◆ **Problem**
Set down everything from the line containing "Locate the green turf" down to the end of the material, both ends included, with each line reproduced word for word.

◆ **Rows**
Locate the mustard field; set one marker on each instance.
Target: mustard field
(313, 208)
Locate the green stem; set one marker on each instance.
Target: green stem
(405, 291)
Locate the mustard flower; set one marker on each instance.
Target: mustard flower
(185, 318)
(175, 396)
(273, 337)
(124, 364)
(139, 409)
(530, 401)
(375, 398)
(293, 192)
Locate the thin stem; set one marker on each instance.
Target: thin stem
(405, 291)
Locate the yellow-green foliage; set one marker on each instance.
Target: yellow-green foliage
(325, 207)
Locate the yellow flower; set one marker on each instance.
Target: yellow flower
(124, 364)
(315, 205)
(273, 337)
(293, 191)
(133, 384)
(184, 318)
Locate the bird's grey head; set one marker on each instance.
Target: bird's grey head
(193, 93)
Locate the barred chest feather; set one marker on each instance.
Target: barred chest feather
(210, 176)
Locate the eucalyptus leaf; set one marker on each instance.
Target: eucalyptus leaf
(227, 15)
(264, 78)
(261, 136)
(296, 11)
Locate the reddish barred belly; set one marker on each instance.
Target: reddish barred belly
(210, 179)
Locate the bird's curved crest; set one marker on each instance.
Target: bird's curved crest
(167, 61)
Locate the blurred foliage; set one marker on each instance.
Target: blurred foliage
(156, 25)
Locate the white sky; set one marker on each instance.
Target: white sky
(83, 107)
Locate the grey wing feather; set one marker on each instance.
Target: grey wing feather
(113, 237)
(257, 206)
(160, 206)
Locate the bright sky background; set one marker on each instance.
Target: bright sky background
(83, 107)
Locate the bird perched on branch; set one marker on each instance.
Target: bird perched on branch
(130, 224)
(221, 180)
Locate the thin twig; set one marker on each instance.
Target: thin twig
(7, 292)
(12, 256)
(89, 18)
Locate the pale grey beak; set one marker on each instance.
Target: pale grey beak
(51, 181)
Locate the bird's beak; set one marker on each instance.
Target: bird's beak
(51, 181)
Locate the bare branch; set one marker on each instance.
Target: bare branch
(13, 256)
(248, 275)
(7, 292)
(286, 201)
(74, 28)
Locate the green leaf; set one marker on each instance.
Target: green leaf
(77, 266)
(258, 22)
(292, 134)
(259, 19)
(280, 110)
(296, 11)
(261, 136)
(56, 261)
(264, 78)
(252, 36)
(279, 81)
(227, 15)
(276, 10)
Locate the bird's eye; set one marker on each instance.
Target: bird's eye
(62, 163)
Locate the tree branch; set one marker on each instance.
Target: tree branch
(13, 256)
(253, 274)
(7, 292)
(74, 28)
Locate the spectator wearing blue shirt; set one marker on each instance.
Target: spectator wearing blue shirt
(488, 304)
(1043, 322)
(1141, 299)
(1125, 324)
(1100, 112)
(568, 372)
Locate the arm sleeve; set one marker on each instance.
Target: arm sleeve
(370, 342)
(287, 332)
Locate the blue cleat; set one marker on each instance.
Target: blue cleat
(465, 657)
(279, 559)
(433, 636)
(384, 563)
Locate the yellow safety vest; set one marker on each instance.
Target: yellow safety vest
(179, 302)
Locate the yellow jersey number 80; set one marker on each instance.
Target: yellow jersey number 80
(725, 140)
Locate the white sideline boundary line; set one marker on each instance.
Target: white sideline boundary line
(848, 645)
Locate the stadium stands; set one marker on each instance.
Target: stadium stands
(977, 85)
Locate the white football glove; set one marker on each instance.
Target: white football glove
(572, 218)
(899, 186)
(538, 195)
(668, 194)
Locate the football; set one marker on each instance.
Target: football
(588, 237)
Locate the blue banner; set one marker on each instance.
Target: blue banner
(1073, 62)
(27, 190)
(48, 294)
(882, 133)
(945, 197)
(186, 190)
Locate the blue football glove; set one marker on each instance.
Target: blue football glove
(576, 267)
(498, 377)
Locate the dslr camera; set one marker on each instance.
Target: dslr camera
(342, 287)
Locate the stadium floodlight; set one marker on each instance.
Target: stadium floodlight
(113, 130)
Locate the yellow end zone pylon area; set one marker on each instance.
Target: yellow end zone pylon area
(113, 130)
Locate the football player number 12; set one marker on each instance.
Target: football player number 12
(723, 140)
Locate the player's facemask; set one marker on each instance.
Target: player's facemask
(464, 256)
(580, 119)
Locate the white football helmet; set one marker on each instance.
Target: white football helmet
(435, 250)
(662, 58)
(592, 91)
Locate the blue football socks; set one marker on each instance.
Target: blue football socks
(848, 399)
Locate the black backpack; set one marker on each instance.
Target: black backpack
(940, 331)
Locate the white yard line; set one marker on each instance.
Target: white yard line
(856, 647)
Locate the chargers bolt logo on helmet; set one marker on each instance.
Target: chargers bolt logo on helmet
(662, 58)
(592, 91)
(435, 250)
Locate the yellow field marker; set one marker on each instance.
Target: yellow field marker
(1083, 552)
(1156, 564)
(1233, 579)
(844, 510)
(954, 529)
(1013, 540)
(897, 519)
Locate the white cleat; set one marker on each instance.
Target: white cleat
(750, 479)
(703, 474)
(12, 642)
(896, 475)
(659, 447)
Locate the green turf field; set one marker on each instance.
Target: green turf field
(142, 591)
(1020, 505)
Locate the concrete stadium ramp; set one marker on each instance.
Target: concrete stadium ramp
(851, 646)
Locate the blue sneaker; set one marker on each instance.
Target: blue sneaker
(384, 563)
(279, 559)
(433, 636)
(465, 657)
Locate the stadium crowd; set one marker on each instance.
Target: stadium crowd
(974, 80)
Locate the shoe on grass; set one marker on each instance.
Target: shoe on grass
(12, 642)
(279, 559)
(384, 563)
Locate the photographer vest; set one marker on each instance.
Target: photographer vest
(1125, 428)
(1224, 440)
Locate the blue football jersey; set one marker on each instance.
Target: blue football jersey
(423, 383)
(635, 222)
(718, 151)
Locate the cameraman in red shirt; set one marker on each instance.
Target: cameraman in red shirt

◆ **Response to the exercise**
Locate the green turf field; set one marker on each instance.
Target: green turf field
(142, 591)
(1020, 505)
Locate the concrete stadium ramp; set one marker on each instance.
Target: concrete stadium ramp
(851, 646)
Locate the blue sneaker; set one marker on each instance.
Target: blue sneaker
(384, 563)
(279, 559)
(433, 636)
(465, 657)
Locate the stadium crowd; set one marker on each instance.
Target: stadium crowd
(974, 80)
Locate the shoe on grass; set one marker on each instance.
Target: shoe on grass
(12, 642)
(279, 559)
(384, 563)
Locate the photographer vest; set one marker on each instance.
Target: photographer vest
(1125, 428)
(1224, 440)
Locate the blue football jersey; set one marker on each instance.
Target: blue football jersey
(423, 383)
(635, 222)
(718, 151)
Locate the cameraman in red shirt; set one marker on each instance.
Target: cameraman in red shirt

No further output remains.